Activity:
An exact transcription is needed, starting with the line that contains "negative clicks: (420, 226)" and ending with the last line of the records.

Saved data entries
::::::::
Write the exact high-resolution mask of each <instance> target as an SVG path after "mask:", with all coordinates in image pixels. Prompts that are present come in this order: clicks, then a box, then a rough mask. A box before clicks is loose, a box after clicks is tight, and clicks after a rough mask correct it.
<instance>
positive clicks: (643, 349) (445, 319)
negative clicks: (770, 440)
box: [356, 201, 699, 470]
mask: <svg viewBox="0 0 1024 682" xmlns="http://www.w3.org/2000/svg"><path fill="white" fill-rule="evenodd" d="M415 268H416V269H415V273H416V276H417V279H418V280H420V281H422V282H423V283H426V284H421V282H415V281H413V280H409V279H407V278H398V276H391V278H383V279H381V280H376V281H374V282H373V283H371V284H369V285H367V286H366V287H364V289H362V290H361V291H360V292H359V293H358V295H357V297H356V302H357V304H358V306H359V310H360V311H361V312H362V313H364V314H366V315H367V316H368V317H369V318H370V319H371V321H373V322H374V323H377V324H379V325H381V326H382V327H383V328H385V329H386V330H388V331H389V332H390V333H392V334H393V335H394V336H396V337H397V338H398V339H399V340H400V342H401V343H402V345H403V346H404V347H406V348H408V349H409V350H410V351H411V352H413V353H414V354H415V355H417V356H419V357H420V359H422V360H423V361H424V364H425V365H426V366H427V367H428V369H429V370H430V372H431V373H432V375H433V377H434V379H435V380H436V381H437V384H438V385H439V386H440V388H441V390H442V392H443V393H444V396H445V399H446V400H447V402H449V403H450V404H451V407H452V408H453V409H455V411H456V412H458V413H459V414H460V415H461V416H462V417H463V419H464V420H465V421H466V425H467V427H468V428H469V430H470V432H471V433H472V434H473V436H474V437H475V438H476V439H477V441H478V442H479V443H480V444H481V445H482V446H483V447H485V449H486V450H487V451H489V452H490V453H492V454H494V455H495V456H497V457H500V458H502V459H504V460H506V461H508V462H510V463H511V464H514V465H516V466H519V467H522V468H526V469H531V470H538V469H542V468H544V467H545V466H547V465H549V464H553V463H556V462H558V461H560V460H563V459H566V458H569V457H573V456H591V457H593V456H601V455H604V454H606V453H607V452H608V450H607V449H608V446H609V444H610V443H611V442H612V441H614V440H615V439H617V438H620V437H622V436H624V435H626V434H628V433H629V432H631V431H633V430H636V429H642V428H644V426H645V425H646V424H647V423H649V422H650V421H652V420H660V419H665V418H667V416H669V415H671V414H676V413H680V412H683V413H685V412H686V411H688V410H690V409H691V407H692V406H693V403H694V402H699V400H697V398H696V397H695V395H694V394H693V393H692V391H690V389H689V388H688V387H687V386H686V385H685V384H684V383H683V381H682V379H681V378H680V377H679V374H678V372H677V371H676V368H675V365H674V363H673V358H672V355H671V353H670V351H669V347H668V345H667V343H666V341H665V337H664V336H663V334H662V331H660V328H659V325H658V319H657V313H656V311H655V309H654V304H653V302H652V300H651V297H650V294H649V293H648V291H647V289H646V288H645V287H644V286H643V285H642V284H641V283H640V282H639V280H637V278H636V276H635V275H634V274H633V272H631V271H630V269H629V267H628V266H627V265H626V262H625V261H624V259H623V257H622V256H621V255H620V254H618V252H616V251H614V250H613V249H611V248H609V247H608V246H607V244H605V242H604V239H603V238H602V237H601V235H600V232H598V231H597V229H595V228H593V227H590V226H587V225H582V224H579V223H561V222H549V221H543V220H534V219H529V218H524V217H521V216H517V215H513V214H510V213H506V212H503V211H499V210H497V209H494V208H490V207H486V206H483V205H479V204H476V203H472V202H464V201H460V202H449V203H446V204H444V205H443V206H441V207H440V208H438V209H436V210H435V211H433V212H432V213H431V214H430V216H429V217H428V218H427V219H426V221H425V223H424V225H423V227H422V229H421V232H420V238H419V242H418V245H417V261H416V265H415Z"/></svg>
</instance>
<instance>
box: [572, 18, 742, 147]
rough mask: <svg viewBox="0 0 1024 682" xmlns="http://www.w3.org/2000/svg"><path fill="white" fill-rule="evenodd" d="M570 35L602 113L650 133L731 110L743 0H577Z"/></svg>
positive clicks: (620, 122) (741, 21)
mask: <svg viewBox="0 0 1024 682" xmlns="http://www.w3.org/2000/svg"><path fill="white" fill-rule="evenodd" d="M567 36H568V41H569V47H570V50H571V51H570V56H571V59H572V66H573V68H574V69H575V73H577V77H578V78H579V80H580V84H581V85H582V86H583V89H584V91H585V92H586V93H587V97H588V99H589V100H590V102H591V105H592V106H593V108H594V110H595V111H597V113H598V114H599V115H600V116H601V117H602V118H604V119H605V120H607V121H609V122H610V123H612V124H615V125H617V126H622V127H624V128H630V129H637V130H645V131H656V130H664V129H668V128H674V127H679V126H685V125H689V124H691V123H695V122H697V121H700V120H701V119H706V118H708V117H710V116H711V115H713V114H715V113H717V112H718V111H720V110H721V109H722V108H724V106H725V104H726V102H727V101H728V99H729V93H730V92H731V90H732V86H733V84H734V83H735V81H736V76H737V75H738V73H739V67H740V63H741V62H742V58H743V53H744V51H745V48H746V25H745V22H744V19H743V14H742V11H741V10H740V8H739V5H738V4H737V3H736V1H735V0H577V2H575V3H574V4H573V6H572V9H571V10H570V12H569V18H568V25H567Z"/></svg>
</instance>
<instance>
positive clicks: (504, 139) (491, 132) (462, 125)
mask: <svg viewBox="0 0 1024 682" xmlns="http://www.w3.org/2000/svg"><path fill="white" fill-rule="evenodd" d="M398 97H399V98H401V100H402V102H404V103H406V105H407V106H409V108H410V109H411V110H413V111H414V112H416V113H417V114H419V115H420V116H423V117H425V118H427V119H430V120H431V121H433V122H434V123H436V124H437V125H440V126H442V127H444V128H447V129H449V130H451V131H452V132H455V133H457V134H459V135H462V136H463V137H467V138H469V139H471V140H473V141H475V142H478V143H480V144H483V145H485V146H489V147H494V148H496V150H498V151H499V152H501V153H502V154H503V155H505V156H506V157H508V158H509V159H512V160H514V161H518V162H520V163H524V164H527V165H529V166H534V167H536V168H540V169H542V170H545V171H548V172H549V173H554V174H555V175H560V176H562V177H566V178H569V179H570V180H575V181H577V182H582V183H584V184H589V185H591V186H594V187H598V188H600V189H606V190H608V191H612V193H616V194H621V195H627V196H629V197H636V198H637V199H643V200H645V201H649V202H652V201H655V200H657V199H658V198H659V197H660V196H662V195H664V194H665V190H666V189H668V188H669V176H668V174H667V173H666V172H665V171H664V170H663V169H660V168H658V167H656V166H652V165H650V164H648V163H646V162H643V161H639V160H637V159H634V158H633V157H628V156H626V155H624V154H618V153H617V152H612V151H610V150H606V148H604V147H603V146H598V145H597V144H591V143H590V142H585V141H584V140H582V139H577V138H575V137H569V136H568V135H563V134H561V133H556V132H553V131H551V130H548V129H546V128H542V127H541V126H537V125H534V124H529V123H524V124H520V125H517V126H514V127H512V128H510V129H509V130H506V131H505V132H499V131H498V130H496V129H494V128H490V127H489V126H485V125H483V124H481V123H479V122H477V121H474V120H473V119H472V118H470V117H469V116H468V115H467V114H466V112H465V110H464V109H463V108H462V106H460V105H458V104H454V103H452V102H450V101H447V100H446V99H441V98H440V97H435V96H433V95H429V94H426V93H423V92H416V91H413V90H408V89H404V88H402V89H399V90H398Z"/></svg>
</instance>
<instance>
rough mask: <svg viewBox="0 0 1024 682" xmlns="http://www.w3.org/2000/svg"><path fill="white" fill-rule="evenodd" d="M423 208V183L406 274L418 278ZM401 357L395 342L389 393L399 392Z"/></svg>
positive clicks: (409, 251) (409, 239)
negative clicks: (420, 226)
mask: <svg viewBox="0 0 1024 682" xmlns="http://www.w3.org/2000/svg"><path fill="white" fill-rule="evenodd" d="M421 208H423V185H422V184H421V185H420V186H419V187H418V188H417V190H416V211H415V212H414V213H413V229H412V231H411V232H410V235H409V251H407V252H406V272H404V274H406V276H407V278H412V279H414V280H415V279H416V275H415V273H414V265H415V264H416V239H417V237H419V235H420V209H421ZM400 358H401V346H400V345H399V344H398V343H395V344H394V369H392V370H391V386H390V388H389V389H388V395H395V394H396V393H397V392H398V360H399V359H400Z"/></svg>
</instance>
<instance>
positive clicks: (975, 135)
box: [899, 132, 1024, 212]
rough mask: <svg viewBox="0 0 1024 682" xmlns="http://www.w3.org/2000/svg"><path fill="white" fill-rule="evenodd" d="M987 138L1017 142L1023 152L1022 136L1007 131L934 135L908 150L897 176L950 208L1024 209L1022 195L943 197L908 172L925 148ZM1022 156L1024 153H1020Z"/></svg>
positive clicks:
::::::::
Answer for the task:
negative clicks: (420, 226)
mask: <svg viewBox="0 0 1024 682" xmlns="http://www.w3.org/2000/svg"><path fill="white" fill-rule="evenodd" d="M421 208H423V185H422V184H421V185H420V186H419V187H418V188H417V190H416V211H415V212H414V213H413V229H412V231H411V232H410V235H409V251H407V252H406V272H404V274H406V276H407V278H412V279H414V280H415V279H416V275H415V273H414V265H415V264H416V239H417V237H419V235H420V209H421ZM400 358H401V346H400V345H399V344H398V343H395V344H394V369H392V370H391V386H390V388H389V389H388V395H395V394H396V393H397V392H398V360H399V359H400Z"/></svg>
</instance>
<instance>
positive clicks: (975, 135)
box: [899, 132, 1024, 212]
rough mask: <svg viewBox="0 0 1024 682" xmlns="http://www.w3.org/2000/svg"><path fill="white" fill-rule="evenodd" d="M987 138L1017 142L1023 152L1022 136L1007 131L934 135L908 150L897 176L950 208L1024 209L1022 195L943 197L908 172L925 148ZM1022 156L1024 153H1020Z"/></svg>
positive clicks:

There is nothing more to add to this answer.